Among the most obvious of these effects are the humanitarian regulations of civilised warfare, and the devotion of vast amounts of human energy, of money and material resources of all kinds, by our modern civilised communities to the relief of the poor and suffering, to the hospitals, and to the many organisations for the distribution of charity and the prevention of cruelty. A
( 284) social change of more importance from the point of view of world-history is the abolition of slavery and serfdom throughout the regions of Western Civilisation. This great change, which marks an epoch in the history of civilisation, is undoubtedly attributable to the increased influence of this instinct in modern times. It is no doubt true that the main question at issue in the American war of North and South was the maintenance of the federal union of the States. And there is some truth in the cynical dictum that the abolition of slavery comes when slavery ceases to be economically advantageous—the specially advantageous conditions being an unlimited area of highly fertile soil creating a demand for an abundance of unskilled labour. But in the liberation of the slaves of the British West Indies, which cost the English people twenty millions of hard cash, disinterested benevolence certainly played a great and essential part ; and the same is true of the liberation of the serfs of Russia in 1861.

Items in a dataset:

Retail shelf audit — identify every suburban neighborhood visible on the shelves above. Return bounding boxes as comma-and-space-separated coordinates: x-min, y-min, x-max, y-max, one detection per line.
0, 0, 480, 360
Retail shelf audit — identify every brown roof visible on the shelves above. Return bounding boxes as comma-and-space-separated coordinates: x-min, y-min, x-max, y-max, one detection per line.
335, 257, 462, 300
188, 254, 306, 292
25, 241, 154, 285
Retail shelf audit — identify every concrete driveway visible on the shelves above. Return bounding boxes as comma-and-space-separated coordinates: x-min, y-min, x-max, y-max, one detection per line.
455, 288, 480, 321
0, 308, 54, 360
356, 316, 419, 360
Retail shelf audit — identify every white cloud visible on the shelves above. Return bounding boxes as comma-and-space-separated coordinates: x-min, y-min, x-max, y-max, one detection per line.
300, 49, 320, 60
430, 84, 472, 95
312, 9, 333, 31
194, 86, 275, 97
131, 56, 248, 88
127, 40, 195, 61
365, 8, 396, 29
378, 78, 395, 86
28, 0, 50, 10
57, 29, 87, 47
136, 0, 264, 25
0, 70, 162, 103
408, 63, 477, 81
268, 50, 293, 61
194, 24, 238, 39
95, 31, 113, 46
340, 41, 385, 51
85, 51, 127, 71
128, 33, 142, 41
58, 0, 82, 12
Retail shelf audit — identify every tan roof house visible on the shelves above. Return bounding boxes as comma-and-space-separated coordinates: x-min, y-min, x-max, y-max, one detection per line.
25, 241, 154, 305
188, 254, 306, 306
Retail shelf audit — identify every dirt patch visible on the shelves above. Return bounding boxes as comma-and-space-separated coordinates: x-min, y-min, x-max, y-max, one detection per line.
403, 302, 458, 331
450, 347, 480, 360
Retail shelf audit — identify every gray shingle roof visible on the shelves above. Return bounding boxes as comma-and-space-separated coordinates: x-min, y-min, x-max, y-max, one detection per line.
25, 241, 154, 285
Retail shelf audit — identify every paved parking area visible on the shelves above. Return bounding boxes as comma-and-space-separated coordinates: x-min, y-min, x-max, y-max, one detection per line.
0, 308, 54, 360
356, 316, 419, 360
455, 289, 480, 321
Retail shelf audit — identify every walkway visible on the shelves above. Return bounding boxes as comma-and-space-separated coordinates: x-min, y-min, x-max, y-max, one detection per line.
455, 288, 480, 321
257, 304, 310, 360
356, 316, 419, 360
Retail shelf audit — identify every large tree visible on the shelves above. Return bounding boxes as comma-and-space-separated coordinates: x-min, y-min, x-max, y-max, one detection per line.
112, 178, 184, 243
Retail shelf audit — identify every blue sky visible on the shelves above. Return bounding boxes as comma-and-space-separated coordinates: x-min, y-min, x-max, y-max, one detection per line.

_TASK DETAILS_
Write what comes next in the text on the abolition of slavery and serfdom, picking up right after its last sentence.

_THE ANSWER_
But of still more wide-reaching importance is the ad-mission to political power of the masses of the people, which in this and several other countries has been carried very nearly as far as legislation can carry it. This no doubt has been due to the rise of a demand for such admission on the part of the masses; but, as Mr. B. Kidd has forcibly argued, this demand was itself largely created by the teachings of leaders moved by the benevolent impulse, and it would have failed to obtain satisfaction if the power-holding classes had been de-void of this impulse, and if very many of their members had not been moved by it to accede to this demand and to aid in the accomplishment of this great political change.